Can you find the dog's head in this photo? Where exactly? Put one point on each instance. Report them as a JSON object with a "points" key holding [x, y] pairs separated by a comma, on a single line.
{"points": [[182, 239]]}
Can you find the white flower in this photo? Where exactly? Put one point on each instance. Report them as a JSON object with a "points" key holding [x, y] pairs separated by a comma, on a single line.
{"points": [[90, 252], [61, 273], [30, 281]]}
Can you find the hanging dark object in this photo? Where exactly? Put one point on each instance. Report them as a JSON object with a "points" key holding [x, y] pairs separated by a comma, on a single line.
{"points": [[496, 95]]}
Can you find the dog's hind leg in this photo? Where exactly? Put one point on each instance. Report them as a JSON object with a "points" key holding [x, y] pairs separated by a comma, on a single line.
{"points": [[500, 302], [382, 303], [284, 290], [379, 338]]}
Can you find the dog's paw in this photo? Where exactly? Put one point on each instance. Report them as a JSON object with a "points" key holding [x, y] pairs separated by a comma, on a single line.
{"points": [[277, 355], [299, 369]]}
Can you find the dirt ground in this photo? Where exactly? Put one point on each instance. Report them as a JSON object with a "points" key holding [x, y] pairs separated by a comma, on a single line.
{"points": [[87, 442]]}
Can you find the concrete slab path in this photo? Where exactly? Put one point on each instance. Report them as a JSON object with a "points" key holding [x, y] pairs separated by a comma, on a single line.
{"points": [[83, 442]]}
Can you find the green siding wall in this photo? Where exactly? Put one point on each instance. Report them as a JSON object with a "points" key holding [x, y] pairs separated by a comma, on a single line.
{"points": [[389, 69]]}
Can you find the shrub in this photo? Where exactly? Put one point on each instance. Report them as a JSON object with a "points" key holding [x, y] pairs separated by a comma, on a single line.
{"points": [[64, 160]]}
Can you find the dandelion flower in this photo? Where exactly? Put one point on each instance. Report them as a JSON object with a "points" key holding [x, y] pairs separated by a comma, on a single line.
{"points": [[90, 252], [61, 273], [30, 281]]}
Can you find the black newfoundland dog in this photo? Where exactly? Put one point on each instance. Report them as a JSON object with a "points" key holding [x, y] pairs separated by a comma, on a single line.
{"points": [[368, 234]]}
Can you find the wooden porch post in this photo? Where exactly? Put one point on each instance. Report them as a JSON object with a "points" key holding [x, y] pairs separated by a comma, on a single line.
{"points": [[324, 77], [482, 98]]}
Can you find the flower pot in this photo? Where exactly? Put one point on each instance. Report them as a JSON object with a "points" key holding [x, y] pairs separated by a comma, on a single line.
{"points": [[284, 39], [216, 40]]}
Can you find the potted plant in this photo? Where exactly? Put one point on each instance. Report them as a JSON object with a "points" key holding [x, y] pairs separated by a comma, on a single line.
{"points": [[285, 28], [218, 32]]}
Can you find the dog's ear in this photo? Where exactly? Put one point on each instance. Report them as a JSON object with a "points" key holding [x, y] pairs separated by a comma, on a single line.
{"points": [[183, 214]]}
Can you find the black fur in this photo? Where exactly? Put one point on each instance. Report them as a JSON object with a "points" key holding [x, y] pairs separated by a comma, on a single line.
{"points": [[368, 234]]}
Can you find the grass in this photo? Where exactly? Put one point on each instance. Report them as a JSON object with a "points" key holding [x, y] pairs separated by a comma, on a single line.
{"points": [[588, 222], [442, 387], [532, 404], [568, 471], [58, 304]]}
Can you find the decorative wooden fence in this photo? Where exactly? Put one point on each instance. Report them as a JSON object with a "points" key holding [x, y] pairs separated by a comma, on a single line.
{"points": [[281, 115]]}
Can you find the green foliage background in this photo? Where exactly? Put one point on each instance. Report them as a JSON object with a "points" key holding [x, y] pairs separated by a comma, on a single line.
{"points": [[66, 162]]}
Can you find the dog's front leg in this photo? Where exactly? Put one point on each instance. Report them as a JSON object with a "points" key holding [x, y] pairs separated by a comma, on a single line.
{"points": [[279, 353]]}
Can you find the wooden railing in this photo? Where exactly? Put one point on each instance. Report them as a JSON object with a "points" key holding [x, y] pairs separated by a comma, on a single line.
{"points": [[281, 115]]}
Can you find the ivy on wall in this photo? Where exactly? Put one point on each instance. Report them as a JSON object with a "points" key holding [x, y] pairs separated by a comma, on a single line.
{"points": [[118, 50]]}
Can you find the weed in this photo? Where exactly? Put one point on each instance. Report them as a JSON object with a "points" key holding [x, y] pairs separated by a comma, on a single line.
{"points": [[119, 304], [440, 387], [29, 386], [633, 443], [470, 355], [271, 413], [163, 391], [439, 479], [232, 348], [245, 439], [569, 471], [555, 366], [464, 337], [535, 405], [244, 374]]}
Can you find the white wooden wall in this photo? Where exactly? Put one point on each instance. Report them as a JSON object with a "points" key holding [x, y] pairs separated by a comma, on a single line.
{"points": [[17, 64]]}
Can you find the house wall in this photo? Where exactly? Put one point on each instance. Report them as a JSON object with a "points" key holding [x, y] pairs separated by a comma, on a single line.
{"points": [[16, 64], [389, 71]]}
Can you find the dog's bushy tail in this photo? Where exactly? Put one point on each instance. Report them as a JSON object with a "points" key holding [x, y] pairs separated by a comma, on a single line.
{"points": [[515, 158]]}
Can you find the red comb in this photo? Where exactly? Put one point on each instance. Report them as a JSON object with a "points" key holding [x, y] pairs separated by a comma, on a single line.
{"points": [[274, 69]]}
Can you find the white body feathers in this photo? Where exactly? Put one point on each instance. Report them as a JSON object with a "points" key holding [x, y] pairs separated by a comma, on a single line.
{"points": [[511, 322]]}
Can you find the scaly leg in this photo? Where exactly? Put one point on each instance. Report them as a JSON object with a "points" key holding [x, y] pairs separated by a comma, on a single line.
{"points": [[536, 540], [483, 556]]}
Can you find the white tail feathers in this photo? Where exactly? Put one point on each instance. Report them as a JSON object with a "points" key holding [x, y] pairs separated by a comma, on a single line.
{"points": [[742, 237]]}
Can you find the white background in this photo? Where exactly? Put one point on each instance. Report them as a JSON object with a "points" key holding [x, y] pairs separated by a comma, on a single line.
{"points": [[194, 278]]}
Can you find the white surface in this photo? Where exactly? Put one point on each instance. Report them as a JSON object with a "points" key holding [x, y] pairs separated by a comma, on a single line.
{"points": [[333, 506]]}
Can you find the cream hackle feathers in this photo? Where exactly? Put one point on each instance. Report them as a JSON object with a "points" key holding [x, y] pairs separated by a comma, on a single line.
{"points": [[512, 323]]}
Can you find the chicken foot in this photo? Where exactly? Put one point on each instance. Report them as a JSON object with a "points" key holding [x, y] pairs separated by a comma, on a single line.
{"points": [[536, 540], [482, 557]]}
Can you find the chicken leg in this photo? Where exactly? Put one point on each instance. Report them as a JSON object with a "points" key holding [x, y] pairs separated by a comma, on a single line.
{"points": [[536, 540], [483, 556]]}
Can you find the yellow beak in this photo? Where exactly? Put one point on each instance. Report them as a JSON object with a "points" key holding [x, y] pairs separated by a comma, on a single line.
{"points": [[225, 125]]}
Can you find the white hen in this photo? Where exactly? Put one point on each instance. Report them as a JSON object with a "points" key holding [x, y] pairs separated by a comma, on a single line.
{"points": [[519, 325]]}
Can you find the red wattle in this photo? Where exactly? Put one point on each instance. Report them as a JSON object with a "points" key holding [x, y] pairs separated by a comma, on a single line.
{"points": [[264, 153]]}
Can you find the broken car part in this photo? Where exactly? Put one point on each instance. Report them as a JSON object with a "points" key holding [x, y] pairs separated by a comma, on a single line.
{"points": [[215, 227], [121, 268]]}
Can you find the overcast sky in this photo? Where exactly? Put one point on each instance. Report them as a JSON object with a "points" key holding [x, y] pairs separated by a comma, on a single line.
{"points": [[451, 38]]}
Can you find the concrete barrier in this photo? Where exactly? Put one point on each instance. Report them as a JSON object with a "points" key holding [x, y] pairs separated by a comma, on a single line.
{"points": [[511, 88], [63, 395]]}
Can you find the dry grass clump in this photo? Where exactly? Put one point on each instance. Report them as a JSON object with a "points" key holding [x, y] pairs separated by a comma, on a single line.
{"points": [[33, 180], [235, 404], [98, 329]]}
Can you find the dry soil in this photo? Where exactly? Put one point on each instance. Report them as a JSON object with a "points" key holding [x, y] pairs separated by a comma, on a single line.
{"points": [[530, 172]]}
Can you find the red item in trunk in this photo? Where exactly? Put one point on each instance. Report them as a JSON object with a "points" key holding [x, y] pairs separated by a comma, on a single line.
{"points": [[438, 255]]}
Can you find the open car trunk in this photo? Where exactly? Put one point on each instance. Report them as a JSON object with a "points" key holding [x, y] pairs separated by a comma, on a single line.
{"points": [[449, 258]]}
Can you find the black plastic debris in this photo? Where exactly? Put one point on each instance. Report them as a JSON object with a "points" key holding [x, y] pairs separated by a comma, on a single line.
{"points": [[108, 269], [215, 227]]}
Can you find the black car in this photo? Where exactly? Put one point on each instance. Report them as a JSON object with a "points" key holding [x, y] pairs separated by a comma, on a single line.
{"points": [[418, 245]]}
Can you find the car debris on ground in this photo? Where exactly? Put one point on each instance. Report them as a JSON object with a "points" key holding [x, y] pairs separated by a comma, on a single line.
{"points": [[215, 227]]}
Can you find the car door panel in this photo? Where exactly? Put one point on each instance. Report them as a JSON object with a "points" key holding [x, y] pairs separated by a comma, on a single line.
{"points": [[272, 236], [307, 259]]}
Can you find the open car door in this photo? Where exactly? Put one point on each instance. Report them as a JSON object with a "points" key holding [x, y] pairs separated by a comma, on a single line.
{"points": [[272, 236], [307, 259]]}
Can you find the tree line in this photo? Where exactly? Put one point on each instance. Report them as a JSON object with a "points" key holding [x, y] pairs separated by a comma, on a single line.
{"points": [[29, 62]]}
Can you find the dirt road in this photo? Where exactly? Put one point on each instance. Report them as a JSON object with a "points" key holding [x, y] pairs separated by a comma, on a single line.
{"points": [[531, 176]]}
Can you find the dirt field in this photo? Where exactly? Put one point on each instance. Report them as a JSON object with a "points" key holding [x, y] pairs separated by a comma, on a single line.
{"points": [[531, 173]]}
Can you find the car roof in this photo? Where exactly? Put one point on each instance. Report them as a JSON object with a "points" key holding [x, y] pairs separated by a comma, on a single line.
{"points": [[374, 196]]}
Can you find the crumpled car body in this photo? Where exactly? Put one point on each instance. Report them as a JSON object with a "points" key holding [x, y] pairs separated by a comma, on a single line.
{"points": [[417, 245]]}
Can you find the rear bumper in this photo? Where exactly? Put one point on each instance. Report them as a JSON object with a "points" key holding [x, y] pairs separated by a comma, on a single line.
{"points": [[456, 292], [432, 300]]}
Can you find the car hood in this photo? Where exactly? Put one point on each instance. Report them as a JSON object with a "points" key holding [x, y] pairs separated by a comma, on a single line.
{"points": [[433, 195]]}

• **Exercise**
Your task is to output exactly the lines running from the one with "Can you find the crumpled" through the final line of the material above, with both ends included.

• **Exercise result**
Can you find the crumpled car body in this photo? Where exactly? Put one point on each instance. Report them as a JSON object with a "points" key holding [x, y] pairs separated by a comma, on a single line.
{"points": [[417, 245]]}
Can you find the rear bumper in this photo? Where exactly? Put one point on each instance. Report them as a JSON object with a "points" key holding [x, y] pairs separated by a comma, on a single line.
{"points": [[456, 292], [432, 300]]}
Can you find the car hood in this photo? Where exactly? Put one point on each instance. Report them as a JSON object with a "points" key holding [x, y] pairs separated by a comma, on a single line.
{"points": [[433, 195]]}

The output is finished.